Reproduce the part of the lighting notes that begins with the words containing "Beam spread (measured" and ends with "and wide beam.". Keep every word and mark unchanged.

─── Document passage ───

There are several considerations when choosing a lighting system:
Lumens - total light output
Colour rendition - not as good with fluorescents and CFLs (but improving)
Beam spread (measured as beam angle or centre beam candle power - CBCP)
Lux measures the actual light falling on a surface. You might get more lux (a concentrated pool of light) from a luminaire with low lumens and narrow beam angle than one with high lumen and wide beam.
If you just changed all your incandescents to LEDS, you may find that the lighting conditions will change even if they represent the same lumen output.
Good lighting schemes depend on a combination of general lighting (wide beam, suspended lamps) and accent/task lighting (narrow beam, surface or recessed lamps)
To use LEDS to provide general lighting would require more light sources per unit area than would otherwise by achieved by alternative luminaires.

─── Record extracts ───

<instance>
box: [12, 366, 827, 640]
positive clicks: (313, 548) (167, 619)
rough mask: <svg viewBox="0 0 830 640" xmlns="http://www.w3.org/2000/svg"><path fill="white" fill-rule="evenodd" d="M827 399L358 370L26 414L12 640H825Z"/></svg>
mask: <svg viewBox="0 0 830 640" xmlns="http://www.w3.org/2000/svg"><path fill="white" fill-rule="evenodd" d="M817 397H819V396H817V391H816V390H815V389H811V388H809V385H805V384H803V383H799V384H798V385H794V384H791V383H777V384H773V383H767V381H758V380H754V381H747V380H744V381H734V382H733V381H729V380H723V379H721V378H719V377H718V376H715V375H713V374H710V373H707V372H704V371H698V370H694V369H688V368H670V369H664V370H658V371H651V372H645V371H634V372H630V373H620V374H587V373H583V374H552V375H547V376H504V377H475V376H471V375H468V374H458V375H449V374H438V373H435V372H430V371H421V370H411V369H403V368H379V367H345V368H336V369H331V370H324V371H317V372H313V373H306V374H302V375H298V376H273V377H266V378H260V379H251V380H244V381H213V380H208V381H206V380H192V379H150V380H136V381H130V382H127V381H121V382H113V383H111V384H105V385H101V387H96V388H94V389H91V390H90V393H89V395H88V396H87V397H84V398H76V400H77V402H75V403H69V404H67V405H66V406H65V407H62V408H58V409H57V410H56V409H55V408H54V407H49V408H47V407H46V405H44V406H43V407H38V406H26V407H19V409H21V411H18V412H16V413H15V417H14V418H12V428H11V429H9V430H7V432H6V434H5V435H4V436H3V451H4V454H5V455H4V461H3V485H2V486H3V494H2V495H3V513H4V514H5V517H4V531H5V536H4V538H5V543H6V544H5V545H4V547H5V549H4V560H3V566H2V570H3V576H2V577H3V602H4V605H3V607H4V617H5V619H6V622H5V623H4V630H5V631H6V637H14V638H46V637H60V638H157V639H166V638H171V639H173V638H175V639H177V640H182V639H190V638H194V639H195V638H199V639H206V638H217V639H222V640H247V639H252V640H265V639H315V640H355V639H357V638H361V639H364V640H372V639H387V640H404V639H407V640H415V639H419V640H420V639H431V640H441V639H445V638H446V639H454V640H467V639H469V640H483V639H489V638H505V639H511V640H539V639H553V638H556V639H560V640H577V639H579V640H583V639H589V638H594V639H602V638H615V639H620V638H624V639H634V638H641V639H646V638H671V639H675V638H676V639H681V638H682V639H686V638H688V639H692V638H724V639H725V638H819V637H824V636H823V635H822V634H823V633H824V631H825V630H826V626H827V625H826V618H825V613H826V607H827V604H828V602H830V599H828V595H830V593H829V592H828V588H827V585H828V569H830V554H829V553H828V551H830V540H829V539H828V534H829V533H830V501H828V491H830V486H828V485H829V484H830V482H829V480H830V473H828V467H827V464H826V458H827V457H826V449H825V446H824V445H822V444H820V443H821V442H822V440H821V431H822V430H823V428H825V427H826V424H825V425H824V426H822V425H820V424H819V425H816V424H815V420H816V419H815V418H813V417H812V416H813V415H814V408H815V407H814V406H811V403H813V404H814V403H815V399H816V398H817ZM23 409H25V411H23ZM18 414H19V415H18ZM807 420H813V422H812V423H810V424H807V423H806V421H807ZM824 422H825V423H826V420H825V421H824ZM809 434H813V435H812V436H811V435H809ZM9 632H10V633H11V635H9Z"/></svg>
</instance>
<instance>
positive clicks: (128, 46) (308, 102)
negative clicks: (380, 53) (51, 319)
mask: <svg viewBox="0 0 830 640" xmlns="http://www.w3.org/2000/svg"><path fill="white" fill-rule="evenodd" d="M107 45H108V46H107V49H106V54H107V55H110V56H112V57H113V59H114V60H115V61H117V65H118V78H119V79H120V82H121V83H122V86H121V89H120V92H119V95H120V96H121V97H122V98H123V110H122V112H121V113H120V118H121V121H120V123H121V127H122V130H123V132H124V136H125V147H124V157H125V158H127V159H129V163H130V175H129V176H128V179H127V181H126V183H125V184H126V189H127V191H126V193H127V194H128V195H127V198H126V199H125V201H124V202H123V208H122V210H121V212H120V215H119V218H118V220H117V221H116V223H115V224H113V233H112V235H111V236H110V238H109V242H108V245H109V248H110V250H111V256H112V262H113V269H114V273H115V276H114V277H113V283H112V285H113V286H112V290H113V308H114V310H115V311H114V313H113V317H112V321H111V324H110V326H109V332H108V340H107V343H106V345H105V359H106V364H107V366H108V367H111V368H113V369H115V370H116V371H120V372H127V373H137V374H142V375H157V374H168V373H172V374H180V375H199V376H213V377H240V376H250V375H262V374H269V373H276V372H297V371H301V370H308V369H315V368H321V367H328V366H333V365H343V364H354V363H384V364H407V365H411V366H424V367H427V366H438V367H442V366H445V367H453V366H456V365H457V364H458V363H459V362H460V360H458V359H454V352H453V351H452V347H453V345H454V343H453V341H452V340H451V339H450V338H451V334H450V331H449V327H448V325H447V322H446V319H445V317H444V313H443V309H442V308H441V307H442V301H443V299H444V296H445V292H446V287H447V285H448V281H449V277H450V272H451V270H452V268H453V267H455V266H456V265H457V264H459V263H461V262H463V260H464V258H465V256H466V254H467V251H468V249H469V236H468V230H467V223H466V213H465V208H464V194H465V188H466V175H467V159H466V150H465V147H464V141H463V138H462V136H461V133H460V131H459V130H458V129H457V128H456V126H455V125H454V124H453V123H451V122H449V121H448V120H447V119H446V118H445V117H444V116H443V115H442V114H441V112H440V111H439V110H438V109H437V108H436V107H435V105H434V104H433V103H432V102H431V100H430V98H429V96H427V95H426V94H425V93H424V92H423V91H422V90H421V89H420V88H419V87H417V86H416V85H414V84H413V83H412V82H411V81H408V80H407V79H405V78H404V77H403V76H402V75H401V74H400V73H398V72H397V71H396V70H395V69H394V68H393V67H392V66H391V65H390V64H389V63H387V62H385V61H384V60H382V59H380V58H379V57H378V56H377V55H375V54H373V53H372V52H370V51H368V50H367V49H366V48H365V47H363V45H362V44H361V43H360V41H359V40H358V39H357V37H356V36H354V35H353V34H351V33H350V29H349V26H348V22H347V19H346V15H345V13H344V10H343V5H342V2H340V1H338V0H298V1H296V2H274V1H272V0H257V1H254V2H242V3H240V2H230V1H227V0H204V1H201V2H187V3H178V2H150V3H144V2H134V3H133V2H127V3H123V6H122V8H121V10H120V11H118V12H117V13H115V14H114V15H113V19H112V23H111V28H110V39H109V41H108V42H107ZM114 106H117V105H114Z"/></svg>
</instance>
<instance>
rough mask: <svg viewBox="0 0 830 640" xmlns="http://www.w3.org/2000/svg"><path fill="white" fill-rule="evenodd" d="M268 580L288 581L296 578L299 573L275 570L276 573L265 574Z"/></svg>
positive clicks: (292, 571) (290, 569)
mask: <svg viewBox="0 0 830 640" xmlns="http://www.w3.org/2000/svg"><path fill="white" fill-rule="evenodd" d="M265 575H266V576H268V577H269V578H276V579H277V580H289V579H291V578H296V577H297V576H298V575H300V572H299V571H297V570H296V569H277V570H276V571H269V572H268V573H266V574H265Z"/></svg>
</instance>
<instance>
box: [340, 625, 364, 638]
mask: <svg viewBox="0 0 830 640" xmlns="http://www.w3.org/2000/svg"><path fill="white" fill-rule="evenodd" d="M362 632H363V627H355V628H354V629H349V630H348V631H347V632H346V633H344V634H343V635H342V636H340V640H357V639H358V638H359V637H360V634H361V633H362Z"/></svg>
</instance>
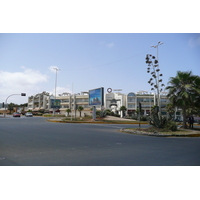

───

# Answer box
Beam spread (measured as beam angle or centre beam candle power - CBCP)
Lux measures the actual light falling on a surface. You might get more lux (a concentrated pool of light) from a luminaire with low lumens and narrow beam angle than one with high lumen and wide beam.